§ **Source text**
[START]

It is not a matter of applying for a residence permit ("carte de séjour") at the end of the first year. During your first year in France, your validated visa (the one in your passport) serves as a temporary residence permit ("titre de séjour") during your first year. IF you have a renewable visa, you then renew the temporary titre de séjour toward the end of your first year in France for a "carte de séjour" given that you can show that you still fulfill all the requirements you met to get that first visa. Only if you applied for a non-renewable visa (i.e. checked "six months to one year" rather than "one year +" on the form) would you have to go back home to apply for a new visa. As I have mentioned before - a visa is the document that authorizes you to enter France for "the long term" whereas the titre de séjour is a residence card which allows you to remain in France as a resident for however long. Without a residence permit, you're just a tourist and you're limited to 90 days (in the Schengen zone).

3. A long stay visa is a separate document from the 90 day "Schengen visa" for tourists. Your tourist time is not considered on entry with a long-stay visa as you are not re-entering on the Schengen tourist visa.


----------



## Bob & Patty

Thank you, very informative. If I understand this correctly we will have to have to (in our case) rent a residence or several consecutive residences for 12 months to keep the long stay visa valid. Does that (those) rentals obligate us to be a tax residence also - which is staying in France for 183 or more days during a year? It sounds like visiting other Schengen Area countries counts as living in France also.


----------

[END]

§ **Entries supplied**
[START]

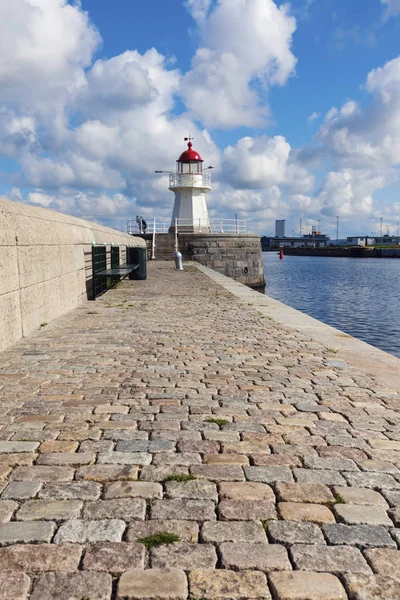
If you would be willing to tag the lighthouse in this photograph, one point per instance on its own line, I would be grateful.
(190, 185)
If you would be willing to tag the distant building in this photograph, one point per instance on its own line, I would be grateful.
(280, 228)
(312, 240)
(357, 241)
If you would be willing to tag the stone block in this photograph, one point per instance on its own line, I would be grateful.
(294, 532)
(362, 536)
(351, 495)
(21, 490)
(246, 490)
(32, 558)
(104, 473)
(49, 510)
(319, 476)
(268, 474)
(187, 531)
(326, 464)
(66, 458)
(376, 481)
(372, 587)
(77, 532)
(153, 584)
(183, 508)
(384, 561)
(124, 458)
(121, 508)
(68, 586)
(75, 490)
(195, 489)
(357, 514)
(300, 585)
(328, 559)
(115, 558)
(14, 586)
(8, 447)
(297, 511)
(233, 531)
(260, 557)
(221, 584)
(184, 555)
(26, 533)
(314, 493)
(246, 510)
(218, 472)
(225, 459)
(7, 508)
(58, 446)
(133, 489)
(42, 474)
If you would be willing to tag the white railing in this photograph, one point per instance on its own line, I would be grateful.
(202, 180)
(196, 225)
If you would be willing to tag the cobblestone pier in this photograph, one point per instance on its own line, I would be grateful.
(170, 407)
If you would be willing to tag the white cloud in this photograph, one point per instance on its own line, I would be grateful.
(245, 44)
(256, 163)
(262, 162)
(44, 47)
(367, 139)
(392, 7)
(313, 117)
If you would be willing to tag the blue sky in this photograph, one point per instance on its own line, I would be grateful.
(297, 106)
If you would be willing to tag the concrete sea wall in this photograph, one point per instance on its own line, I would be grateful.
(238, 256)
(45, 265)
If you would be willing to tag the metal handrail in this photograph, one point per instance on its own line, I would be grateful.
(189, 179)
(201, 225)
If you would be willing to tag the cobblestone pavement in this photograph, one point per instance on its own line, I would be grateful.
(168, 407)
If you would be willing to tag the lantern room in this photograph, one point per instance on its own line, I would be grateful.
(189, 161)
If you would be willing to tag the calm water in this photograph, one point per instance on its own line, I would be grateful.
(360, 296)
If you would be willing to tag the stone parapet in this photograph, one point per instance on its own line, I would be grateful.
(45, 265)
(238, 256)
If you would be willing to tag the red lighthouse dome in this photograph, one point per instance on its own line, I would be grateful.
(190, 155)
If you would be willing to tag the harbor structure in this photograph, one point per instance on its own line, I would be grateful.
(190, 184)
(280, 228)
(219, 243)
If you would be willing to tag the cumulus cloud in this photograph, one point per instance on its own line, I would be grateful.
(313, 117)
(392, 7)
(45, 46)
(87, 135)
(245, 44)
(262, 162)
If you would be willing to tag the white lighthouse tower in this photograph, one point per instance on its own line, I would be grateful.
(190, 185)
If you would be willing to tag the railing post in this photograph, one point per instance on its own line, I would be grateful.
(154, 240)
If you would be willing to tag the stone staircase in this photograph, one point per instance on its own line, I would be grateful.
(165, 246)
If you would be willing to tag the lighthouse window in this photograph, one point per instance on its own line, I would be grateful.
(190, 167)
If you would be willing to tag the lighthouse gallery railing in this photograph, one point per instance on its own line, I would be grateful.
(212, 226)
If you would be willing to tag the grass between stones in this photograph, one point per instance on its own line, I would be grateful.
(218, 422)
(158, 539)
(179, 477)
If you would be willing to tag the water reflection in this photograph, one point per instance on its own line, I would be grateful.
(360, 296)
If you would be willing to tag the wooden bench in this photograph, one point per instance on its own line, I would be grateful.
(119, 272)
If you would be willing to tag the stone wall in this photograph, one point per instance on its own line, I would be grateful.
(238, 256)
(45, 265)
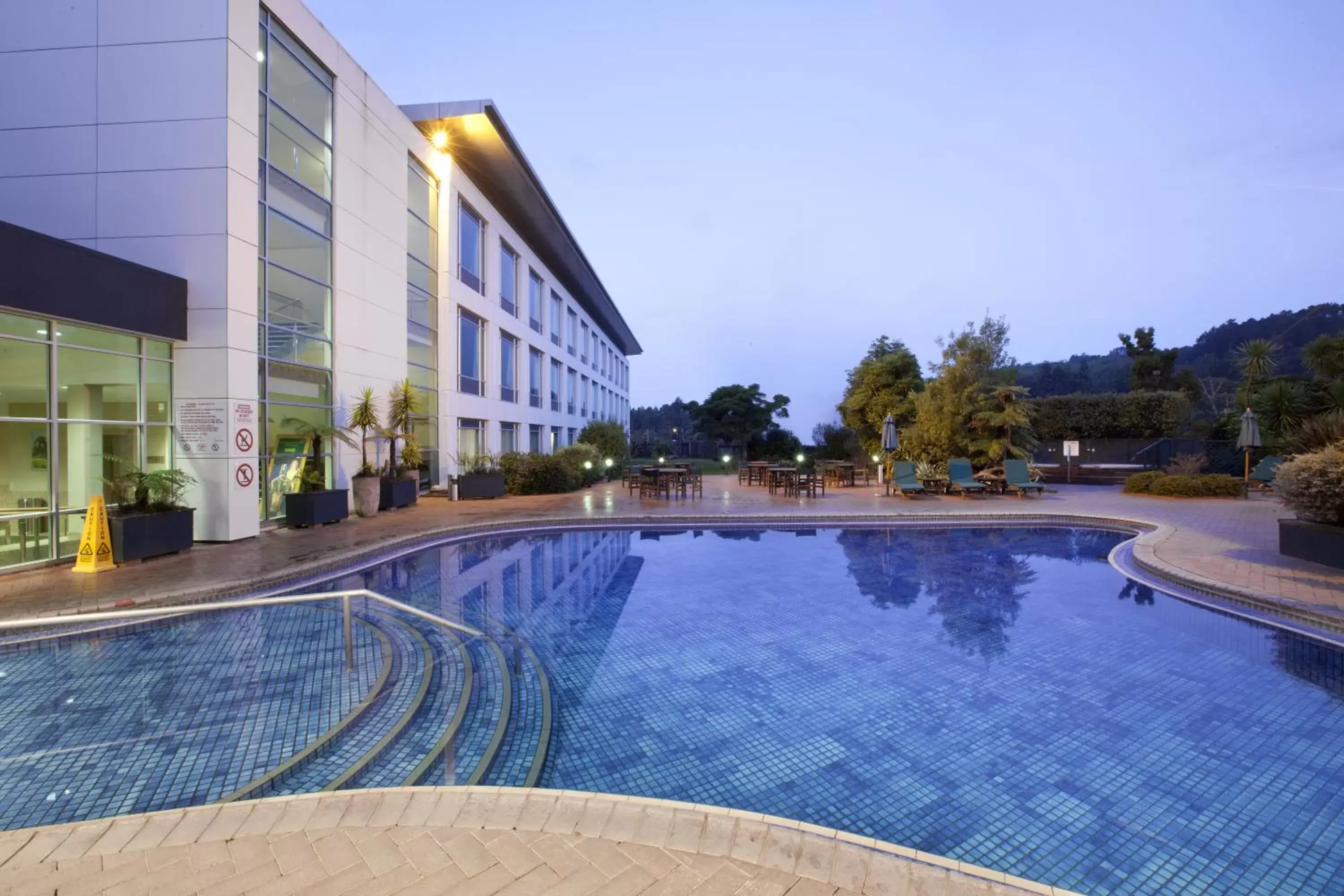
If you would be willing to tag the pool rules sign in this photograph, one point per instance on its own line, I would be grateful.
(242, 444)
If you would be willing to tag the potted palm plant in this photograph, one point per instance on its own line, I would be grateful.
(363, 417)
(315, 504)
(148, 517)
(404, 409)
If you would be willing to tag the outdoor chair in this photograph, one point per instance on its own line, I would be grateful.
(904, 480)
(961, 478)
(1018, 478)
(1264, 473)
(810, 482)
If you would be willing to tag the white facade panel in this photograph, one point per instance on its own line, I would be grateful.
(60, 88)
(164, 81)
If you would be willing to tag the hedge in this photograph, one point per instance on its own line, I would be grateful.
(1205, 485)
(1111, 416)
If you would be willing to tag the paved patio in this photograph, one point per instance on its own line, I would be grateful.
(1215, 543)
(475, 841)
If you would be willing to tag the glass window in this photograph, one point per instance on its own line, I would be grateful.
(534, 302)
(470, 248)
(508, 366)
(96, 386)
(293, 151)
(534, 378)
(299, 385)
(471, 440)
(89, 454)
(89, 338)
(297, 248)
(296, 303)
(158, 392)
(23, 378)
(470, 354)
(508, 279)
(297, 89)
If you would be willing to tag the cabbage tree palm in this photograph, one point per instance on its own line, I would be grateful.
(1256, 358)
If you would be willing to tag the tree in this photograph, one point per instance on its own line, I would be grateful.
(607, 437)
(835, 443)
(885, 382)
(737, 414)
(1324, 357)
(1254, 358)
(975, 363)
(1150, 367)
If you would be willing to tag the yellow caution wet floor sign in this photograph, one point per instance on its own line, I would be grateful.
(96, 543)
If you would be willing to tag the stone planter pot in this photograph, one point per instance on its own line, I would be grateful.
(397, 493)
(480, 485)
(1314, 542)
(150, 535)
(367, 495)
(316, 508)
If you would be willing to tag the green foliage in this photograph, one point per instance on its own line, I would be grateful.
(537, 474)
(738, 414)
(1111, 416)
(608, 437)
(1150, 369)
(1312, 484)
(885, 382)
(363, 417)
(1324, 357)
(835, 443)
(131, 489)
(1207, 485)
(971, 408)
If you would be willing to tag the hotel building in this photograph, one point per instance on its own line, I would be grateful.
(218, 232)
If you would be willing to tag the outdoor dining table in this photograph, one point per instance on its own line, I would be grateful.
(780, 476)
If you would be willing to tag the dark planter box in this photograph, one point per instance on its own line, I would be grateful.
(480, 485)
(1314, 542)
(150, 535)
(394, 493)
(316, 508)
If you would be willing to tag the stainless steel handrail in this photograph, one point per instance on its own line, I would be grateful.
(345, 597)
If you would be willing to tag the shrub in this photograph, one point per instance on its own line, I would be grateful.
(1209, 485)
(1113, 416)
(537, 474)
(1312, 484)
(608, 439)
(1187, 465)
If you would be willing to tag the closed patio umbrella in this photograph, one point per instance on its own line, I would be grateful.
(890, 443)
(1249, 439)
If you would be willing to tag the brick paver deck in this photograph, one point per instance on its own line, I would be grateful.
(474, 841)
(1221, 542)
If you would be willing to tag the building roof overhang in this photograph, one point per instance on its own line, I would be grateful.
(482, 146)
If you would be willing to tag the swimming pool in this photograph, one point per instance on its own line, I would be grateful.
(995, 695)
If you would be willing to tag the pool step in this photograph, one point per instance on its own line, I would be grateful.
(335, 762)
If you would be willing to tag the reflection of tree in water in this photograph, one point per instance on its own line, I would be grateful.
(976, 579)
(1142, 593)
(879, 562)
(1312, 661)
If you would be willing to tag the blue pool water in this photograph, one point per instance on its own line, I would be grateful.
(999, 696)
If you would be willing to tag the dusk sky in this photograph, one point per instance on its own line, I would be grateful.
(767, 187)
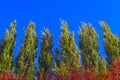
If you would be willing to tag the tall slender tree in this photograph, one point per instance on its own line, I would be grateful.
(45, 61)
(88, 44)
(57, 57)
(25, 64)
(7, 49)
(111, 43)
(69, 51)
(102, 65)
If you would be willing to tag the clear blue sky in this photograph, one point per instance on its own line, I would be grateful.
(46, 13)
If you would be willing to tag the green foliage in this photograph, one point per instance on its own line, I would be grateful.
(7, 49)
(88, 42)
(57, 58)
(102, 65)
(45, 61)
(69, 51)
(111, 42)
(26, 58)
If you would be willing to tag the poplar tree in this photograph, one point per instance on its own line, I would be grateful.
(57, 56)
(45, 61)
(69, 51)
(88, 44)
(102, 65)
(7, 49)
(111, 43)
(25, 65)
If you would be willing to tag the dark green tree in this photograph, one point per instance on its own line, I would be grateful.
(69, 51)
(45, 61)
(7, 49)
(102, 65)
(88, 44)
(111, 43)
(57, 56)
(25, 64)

[END]

§ **Objective A**
List every phrase that the thread on French visas places inside quotation marks, counting each only once.
§ **Objective B**
According to the thread on French visas, why is tourist time not counted when someone enters France on a long-stay visa? Answer in one to three sentences.
§ **Objective C**
Please reproduce word for word the part of the thread on French visas starting with "## Bob & Patty" and going on through "in France also.".

§ **Worked answer A**
"carte de séjour", "titre de séjour", "six months to one year", "one year +", "the long term", "Schengen visa"

§ **Worked answer B**
Tourist time is not counted because the person is not re-entering on the Schengen tourist visa. A long-stay visa is a separate document from the 90-day Schengen visa for tourists.

§ **Worked answer C**
## Bob & Patty

Thank you, very informative. If I understand this correctly we will have to have to (in our case) rent a residence or several consecutive residences for 12 months to keep the long stay visa valid. Does that (those) rentals obligate us to be a tax residence also - which is staying in France for 183 or more days during a year? It sounds like visiting other Schengen Area countries counts as living in France also.